AI-Driven Interference Sensing and Control for NTN (Research Highlights)
[Ed.: We will periodically highlight research on AI + Wireless research using the COSMOS testbed. If you are interested in contributing, please reach out!]
Guest post by Rahul Mishra
R. Mishra, N. Mandayam, and I. Seskar, “NICE: RF Spectrogram–Ephemeris Fusion for Satellite Interference Mode Classification and Link-Quality Prediction,” in Proc. IEEE INFOCOM Workshop on Resilient and Intelligent Non-Terrestrial Networks (RI-NTNs), Tokyo, Japan, May 2026, to appear.
This post summarizes two complementary directions in intelligent non-terrestrial networking (NTN): multimodal interference sensing using RF spectrograms and orbital context, and adaptive spectral-overlap control for dual-satellite backhaul. The emphasis is not only on algorithmic novelty, but also on how the COSMOS testbed can be used to validate AI/ML-driven wireless experiments spanning RF sensing, networking, and closed-loop control.
The non-terrestrial network (NTN) system that we consider is in the featured image above. The central Point of Presence (PoP) receives a desired NTN link alongside multiple interference sources. The NICE framework that we propose at the PoP classifies the interference and link quality and select optimal receiver actions.

# GIVEN TASK 1
Lay out the records as a JSON list of strings, one string per line and with blank lines omitted, starting at the first line of the records and ending with the line that contains "259 57 L 418", inclusive.

# DATA IN THIS EXERCISE
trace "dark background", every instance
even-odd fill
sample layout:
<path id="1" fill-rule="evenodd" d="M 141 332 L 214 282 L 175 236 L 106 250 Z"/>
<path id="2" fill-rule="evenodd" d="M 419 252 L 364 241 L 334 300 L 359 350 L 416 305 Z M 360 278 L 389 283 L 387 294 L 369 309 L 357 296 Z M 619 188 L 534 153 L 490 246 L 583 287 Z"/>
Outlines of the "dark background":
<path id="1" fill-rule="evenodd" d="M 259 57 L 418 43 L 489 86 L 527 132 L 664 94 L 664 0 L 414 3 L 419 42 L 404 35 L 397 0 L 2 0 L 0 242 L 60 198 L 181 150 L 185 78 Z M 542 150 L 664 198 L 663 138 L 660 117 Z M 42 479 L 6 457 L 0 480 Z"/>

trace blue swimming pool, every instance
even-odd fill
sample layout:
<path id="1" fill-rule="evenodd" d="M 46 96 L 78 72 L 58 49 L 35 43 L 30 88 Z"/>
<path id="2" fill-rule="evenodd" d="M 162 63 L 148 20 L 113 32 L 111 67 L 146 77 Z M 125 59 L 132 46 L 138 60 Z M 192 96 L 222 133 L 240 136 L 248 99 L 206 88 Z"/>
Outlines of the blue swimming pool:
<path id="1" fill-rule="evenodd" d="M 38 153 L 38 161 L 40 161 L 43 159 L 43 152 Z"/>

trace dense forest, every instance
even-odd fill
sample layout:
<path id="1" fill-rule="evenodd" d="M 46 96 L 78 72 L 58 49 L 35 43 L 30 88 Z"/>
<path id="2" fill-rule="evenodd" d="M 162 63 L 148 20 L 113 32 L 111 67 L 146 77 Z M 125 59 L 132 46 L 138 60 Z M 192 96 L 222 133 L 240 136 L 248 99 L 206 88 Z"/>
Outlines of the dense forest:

# GIVEN TASK 2
Translate this sentence from the post on interference sensing for NTN into Spanish: "The central Point of Presence (PoP) receives a desired NTN link alongside multiple interference sources."

# COMPLETE RESPONSE 1
[
  "trace \"dark background\", every instance",
  "even-odd fill",
  "sample layout:",
  "<path id=\"1\" fill-rule=\"evenodd\" d=\"M 141 332 L 214 282 L 175 236 L 106 250 Z\"/>",
  "<path id=\"2\" fill-rule=\"evenodd\" d=\"M 419 252 L 364 241 L 334 300 L 359 350 L 416 305 Z M 360 278 L 389 283 L 387 294 L 369 309 L 357 296 Z M 619 188 L 534 153 L 490 246 L 583 287 Z\"/>",
  "Outlines of the \"dark background\":",
  "<path id=\"1\" fill-rule=\"evenodd\" d=\"M 259 57 L 418 43 L 489 86 L 527 132 L 664 94 L 664 0 L 414 3 L 419 42 L 404 35 L 397 0 L 2 0 L 0 242 L 60 198 L 181 150 L 185 78 Z M 542 150 L 664 198 L 663 138 L 660 117 Z M 42 479 L 6 457 L 0 480 Z\"/>"
]

# COMPLETE RESPONSE 2
El punto de presencia (PoP) central recibe un enlace NTN deseado junto con múltiples fuentes de interferencia.